▶ [YOUR INSTRUCTIONS]
Since the copy must hold text only, transcribe the data below exactly and omit the images.

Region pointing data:
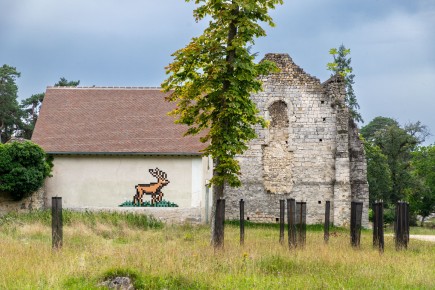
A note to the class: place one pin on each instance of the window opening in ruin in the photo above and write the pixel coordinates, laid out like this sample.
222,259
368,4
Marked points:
277,158
278,114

▶ [EXERCISE SOLUTION]
A note to the class: place one pin on each instance of the window opening in ruin in the photo above and write the pixel coordinates, laid out like this sample.
222,259
368,4
Marked points:
277,158
278,114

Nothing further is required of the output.